_PAGE EXCERPT_
------------------------------------------------
The analysis yielded “robust” results: “We consistently find declines in suicides following the adoption of charter schools,” equivalent to a 10 percent decrease in the suicide rate for 15-19 year olds. The researchers found some reduction in suicides among students attending private schools after receiving opportunity scholarships (also known as vouchers). However, the results in the scholarship group did not rise to the level of statistical significance—possibly because scholarship programs are less developed than charter programs, with more recent origins and fewer student participants.
The researchers also examined how school attendance impacts the self-reported mental health of former students in adulthood, using a decades-long study of students aged 12-18 in 1997. Students who attended private school in 1997 were between 1.9-2.9 percentage points less likely to have a mental health condition in their late 20s and early 30s, based on a survey conducted in 2013.
Why School Choice Improves Mental Health
In putting the first-of-its-kind study in context, the researchers offered some possible explanations for why school choice can improve mental health. For starters, private schools and charter academies often put more emphasis on character, thereby discouraging bullying behaviors. The authors also noted that, for students bullied in traditional public schools due to their love of a specific subject—say, performing arts or science—moving to a private school focused on that subject would place them among like-minded students, alleviating a source of stress.
------------------------------------------------
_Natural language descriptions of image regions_
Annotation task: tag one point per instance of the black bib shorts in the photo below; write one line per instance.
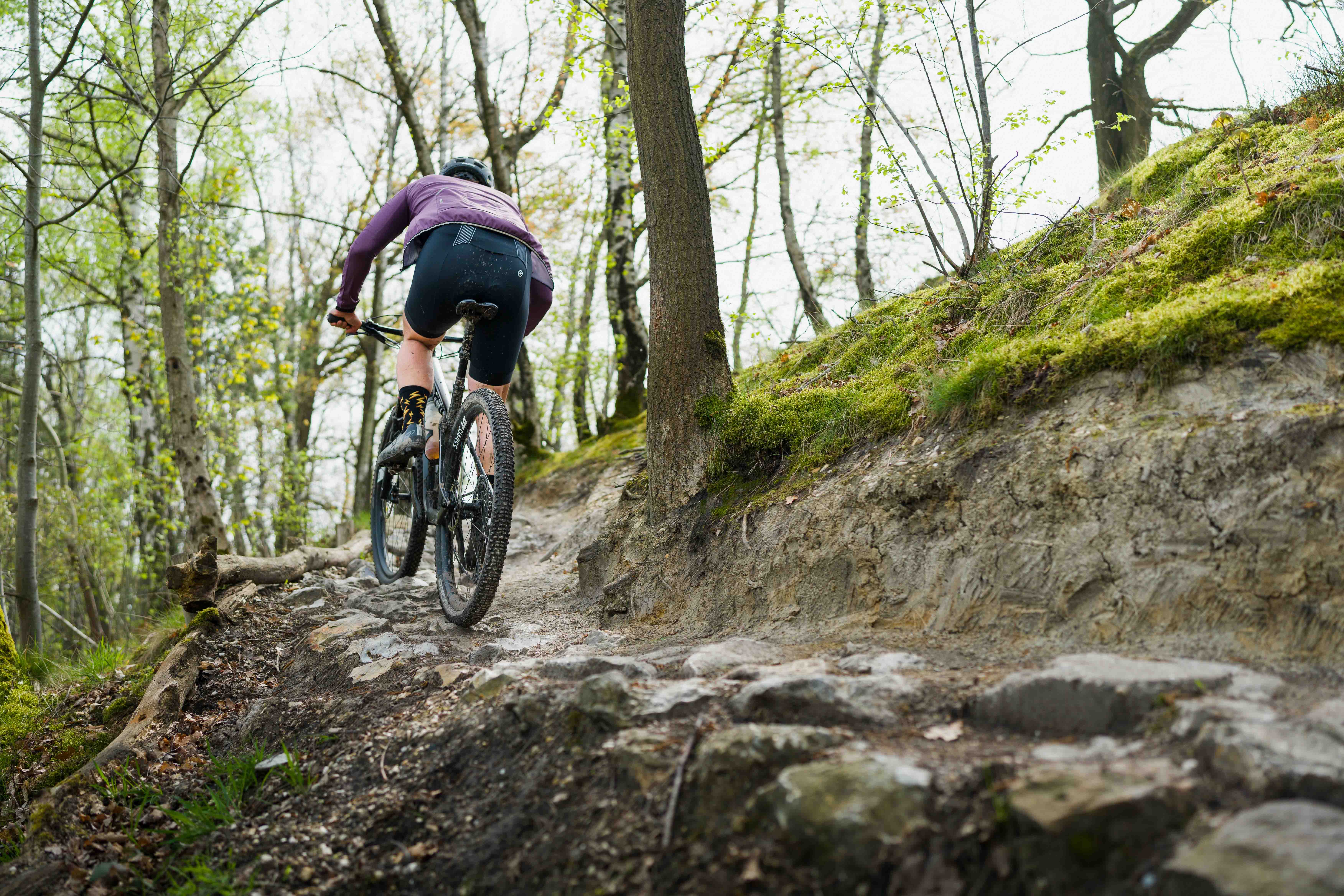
(464, 261)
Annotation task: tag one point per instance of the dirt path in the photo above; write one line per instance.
(539, 754)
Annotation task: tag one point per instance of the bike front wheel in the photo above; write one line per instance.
(397, 523)
(471, 537)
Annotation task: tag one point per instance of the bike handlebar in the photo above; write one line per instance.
(381, 334)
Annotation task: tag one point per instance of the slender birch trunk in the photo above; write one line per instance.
(203, 516)
(582, 373)
(632, 336)
(862, 264)
(26, 534)
(740, 319)
(807, 289)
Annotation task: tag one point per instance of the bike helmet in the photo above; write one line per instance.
(470, 169)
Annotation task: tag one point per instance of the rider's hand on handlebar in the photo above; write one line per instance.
(347, 322)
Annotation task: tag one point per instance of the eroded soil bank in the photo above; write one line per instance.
(1090, 649)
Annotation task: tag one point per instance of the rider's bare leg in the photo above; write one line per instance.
(413, 369)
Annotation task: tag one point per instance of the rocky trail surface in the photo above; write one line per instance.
(562, 749)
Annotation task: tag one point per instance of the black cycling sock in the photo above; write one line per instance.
(412, 404)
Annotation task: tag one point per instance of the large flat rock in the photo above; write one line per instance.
(842, 813)
(824, 700)
(734, 762)
(1286, 848)
(1113, 805)
(351, 627)
(1291, 758)
(576, 668)
(612, 702)
(1095, 694)
(714, 659)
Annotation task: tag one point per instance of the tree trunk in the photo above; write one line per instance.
(632, 336)
(1104, 77)
(522, 397)
(9, 657)
(689, 361)
(984, 220)
(791, 237)
(486, 107)
(197, 578)
(203, 518)
(862, 264)
(369, 413)
(740, 319)
(402, 85)
(584, 365)
(1124, 91)
(371, 347)
(26, 525)
(505, 150)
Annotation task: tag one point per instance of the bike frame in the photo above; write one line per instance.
(439, 502)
------------------------------------------------
_DESCRIPTION OF THE TASK_
In the passage on school choice and mental health, what decrease in the suicide rate for 15-19 year olds is the adoption of charter schools equivalent to?

_OUTPUT FOR THIS EXERCISE_
A 10 percent decrease.